--- Available data ---

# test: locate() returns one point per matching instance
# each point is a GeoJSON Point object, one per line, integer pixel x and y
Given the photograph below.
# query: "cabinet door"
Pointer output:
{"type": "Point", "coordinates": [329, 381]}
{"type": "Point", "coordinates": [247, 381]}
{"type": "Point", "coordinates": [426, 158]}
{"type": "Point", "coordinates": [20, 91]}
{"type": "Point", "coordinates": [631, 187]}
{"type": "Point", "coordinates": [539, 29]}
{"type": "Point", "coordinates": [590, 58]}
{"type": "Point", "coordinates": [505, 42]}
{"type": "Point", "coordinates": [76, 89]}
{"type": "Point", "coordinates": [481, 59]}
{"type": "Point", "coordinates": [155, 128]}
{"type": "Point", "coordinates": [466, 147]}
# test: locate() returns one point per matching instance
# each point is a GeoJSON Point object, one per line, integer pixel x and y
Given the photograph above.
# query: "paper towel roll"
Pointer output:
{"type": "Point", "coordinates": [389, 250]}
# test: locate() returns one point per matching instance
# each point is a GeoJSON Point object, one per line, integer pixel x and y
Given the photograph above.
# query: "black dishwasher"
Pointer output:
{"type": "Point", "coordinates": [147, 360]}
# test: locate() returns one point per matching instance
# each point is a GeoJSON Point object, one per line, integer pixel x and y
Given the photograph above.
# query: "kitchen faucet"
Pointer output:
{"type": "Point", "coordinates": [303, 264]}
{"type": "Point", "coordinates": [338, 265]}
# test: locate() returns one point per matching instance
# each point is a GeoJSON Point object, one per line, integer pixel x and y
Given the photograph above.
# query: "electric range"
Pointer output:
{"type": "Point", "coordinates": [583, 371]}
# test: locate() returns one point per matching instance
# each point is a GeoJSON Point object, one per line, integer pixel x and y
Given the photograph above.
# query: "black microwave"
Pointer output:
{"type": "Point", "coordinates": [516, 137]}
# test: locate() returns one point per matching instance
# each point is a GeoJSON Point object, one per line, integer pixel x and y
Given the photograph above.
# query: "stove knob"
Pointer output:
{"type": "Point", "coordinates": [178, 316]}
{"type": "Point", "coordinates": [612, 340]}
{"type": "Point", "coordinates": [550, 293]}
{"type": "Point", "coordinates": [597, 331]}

---

Exercise — Your task is to retype the complete material exactly as it was given.

Reply —
# test: locate() returns one point per matching instance
# each point is a GeoJSON Point object, one per line, integer pixel x and y
Given the photograph below.
# query: "cabinet door"
Pointer output:
{"type": "Point", "coordinates": [329, 381]}
{"type": "Point", "coordinates": [247, 381]}
{"type": "Point", "coordinates": [426, 158]}
{"type": "Point", "coordinates": [20, 91]}
{"type": "Point", "coordinates": [631, 187]}
{"type": "Point", "coordinates": [539, 29]}
{"type": "Point", "coordinates": [590, 58]}
{"type": "Point", "coordinates": [505, 42]}
{"type": "Point", "coordinates": [76, 89]}
{"type": "Point", "coordinates": [481, 59]}
{"type": "Point", "coordinates": [155, 128]}
{"type": "Point", "coordinates": [466, 147]}
# test: locate() returns one point per matching instance
# each point is a GeoJSON Point object, one per line, integer pixel x and y
Given the photograph above.
# query: "paper towel roll"
Pointer output:
{"type": "Point", "coordinates": [389, 250]}
# test: locate() returns one point per matching instance
# each point is a GeoJSON Point object, one per line, integer pixel x and y
Given the photograph above.
# query: "black dishwasher"
Pointer output:
{"type": "Point", "coordinates": [147, 360]}
# test: locate() returns one point per matching instance
# each point is a GeoJSON Point object, one per line, integer pixel x and y
Given the photograph above.
# query: "kitchen faucet"
Pointer output:
{"type": "Point", "coordinates": [303, 264]}
{"type": "Point", "coordinates": [338, 265]}
# test: locate() returns one point per matching instance
# each point is a GeoJSON Point object, one per line, integer pixel x and y
Given the photograph above.
# query: "electric range"
Pointer output:
{"type": "Point", "coordinates": [583, 371]}
# test: locate() returns one point per matching instance
# each point is a GeoJSON Point object, one per line, integer pixel x and y
Given the photograph above.
# query: "black microwave"
Pointer output:
{"type": "Point", "coordinates": [516, 137]}
# test: locate() returns one point per matching instance
# each point is a GeoJSON Point object, one per line, integer pixel x and y
Given the photograph above.
# query: "stove knob"
Pointer output:
{"type": "Point", "coordinates": [178, 316]}
{"type": "Point", "coordinates": [612, 340]}
{"type": "Point", "coordinates": [550, 293]}
{"type": "Point", "coordinates": [597, 331]}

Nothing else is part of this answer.